▶ [Instructions to follow] Pick out every line in the rows below that contains the word "cabinet", matching case exactly, and copy each one.

▶ [Dataset records]

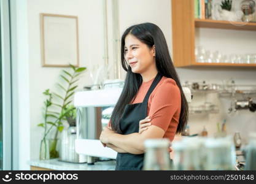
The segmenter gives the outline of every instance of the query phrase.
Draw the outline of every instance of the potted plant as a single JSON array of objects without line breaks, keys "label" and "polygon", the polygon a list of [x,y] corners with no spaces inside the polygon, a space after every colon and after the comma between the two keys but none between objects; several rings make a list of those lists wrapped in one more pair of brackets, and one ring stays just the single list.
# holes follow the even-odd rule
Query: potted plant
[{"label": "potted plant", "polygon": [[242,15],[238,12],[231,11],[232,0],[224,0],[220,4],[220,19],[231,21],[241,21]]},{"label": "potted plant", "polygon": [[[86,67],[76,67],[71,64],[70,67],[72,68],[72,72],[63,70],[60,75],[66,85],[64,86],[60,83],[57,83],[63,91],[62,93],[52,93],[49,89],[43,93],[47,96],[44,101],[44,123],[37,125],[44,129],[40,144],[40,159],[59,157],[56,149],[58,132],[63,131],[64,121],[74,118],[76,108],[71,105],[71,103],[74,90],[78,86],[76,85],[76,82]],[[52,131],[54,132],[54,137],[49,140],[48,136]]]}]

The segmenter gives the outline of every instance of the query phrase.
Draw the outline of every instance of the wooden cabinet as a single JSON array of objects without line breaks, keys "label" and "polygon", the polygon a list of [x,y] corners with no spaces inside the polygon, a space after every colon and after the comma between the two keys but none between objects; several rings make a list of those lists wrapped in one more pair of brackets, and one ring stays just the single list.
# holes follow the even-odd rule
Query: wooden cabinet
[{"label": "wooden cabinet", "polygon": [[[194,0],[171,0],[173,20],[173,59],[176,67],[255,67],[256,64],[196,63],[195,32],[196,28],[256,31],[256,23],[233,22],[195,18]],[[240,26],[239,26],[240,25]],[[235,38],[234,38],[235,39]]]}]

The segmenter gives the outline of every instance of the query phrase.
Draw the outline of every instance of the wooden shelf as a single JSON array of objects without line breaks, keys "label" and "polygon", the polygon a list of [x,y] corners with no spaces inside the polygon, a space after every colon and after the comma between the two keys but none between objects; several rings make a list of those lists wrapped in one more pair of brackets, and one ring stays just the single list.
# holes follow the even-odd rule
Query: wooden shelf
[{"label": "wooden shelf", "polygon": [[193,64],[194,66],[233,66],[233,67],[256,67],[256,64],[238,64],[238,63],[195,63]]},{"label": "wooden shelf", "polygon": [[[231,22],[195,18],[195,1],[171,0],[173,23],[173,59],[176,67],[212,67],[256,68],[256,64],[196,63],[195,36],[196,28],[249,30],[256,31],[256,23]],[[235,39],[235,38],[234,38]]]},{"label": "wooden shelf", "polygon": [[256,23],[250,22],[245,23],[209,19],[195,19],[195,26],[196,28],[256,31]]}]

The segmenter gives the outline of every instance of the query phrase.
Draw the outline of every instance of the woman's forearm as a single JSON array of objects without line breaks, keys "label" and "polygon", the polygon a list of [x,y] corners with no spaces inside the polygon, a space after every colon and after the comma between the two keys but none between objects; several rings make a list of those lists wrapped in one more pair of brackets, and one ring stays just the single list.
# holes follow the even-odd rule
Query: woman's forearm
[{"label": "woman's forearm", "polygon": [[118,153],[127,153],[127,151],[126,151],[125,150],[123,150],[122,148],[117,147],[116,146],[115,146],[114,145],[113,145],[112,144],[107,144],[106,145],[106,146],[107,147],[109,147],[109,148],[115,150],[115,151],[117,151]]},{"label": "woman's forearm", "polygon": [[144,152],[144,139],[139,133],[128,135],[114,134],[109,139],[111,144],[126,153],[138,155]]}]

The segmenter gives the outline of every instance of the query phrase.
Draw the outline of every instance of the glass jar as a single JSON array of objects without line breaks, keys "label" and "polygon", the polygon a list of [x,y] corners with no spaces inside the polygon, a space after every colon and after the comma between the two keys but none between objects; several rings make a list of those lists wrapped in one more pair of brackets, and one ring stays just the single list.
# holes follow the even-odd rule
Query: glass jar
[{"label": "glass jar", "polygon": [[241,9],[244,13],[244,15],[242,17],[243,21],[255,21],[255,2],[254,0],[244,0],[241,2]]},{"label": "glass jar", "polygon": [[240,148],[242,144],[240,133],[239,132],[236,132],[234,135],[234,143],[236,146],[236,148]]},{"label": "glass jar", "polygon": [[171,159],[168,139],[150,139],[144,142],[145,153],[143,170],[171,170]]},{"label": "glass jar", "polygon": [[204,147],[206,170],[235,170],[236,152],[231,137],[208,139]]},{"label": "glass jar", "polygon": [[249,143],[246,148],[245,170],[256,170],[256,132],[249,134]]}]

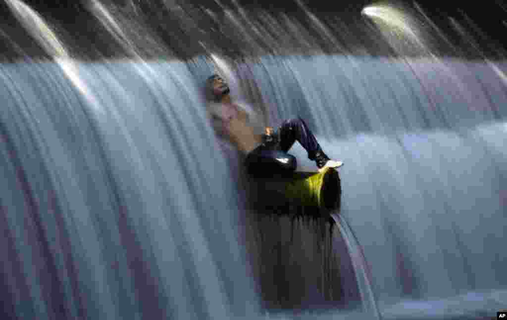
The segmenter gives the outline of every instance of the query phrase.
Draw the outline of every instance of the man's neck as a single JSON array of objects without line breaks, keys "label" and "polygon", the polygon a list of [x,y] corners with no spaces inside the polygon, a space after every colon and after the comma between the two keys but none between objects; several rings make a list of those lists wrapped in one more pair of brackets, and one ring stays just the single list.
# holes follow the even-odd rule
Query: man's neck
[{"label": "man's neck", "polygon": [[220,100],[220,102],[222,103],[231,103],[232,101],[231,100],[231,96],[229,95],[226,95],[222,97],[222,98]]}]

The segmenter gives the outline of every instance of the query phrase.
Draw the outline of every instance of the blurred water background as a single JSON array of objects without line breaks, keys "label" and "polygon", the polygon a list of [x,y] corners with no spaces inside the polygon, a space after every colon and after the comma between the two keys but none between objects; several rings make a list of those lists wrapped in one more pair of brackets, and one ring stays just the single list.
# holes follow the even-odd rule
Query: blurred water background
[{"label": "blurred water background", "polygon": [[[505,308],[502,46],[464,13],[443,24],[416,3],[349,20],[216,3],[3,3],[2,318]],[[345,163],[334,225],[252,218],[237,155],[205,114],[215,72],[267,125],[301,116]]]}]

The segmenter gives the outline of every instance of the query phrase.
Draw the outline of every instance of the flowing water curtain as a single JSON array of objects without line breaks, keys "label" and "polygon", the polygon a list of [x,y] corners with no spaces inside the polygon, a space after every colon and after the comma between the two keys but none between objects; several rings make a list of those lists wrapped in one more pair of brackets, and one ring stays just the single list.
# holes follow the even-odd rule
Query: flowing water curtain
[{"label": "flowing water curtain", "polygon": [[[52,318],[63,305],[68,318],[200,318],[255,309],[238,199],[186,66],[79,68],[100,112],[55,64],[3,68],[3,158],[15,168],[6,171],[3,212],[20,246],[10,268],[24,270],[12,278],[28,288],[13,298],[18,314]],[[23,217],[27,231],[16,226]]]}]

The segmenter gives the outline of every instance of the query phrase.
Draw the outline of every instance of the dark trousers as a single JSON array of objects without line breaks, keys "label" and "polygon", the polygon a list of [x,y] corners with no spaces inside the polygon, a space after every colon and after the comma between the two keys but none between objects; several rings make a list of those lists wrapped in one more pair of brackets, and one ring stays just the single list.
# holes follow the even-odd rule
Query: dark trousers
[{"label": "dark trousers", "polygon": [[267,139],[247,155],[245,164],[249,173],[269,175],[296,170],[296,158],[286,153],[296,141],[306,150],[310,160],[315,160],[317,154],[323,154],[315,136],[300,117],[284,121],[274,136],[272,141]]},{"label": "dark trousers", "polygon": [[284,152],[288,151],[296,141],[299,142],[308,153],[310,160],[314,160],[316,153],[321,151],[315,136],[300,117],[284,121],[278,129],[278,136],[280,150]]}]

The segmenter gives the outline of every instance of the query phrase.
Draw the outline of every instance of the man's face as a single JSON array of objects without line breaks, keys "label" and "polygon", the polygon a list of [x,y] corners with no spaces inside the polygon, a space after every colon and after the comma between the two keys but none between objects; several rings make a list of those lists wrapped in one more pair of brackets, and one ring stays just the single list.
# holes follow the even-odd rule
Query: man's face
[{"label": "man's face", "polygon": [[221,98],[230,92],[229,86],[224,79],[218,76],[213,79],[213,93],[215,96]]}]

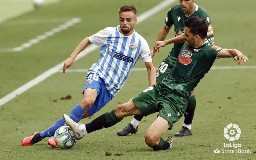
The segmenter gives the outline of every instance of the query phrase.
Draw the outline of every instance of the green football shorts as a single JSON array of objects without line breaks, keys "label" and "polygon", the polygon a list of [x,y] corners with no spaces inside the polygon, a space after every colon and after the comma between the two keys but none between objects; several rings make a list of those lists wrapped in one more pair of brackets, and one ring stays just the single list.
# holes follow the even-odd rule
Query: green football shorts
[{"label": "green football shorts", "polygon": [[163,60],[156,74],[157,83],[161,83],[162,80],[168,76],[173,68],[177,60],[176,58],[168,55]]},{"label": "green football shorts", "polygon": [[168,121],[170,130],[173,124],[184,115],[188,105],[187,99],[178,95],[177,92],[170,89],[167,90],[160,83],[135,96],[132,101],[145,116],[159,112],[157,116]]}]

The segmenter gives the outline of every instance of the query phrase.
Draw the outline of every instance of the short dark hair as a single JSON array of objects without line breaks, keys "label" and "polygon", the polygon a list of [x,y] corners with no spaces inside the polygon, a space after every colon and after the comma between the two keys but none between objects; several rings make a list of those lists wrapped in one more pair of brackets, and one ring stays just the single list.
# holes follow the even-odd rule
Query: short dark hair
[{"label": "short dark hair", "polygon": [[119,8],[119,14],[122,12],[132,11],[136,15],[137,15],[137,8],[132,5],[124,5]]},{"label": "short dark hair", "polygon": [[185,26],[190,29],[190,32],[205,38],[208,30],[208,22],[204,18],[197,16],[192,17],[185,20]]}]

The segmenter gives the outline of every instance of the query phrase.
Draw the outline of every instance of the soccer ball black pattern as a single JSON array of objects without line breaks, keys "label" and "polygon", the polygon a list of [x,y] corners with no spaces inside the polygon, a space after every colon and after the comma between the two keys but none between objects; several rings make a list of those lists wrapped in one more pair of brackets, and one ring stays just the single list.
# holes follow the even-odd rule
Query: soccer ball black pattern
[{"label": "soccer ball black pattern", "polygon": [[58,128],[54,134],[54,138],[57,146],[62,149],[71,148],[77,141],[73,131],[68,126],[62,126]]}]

...

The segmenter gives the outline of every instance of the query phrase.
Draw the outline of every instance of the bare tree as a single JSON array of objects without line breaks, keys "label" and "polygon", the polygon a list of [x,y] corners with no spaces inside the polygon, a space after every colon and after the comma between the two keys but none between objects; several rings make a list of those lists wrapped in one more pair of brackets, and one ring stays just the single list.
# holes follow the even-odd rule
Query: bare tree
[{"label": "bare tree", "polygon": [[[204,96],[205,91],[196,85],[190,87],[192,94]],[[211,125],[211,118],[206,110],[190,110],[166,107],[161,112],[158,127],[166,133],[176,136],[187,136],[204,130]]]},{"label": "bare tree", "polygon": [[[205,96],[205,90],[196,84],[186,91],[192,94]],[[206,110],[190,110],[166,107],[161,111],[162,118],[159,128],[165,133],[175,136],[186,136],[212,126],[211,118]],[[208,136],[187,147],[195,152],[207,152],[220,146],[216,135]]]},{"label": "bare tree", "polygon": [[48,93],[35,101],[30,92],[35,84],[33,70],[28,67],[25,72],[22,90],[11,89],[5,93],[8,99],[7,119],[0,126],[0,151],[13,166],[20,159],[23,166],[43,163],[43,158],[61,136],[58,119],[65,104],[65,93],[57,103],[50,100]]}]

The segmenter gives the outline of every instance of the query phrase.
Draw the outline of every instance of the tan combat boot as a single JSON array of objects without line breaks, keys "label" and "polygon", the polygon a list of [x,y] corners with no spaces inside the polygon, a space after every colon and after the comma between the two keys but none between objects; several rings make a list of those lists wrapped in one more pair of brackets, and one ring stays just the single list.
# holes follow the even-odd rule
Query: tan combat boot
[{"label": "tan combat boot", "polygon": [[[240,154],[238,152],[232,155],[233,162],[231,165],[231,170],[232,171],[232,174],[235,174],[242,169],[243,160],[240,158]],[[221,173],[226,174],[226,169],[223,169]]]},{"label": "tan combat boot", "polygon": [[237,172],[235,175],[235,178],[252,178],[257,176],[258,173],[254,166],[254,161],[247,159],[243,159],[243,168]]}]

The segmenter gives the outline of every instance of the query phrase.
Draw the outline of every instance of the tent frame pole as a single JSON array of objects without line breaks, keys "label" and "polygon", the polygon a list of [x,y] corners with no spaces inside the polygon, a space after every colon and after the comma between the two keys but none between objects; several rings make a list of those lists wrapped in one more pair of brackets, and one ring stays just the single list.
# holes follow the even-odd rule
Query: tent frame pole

▶ [Complete answer]
Draw the outline of every instance of the wooden cabinet as a single JSON array of objects without line breaks, keys "label" and "polygon", the polygon a list of [x,y] corners with no spaces inside the polygon, a space after every colon and after the comma between the two keys but none between objects; several rings make a list of those lists wrapped in one more pair of brackets, and one ring stays just the single list.
Query: wooden cabinet
[{"label": "wooden cabinet", "polygon": [[[194,0],[171,0],[173,20],[173,59],[176,67],[255,67],[256,64],[196,63],[195,32],[196,28],[256,31],[256,23],[233,22],[195,18]],[[240,26],[239,26],[240,25]],[[235,38],[234,38],[235,39]]]}]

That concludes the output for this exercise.